[Brief] Each line of the material should be output exactly as shown.

[Entries supplied]

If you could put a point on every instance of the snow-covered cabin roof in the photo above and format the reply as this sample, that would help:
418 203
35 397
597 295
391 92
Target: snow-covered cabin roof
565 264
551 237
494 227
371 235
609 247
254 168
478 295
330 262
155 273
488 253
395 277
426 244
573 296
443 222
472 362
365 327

[Task result]
If you could put a point on every instance of the snow-covered cabin roof in the photo above and format the reply as this sample, that would help:
418 203
35 397
597 295
391 92
Target: snow-covered cabin roof
565 264
551 237
494 227
371 235
609 247
254 168
478 295
330 262
155 273
488 253
395 277
426 244
573 296
443 222
472 362
365 327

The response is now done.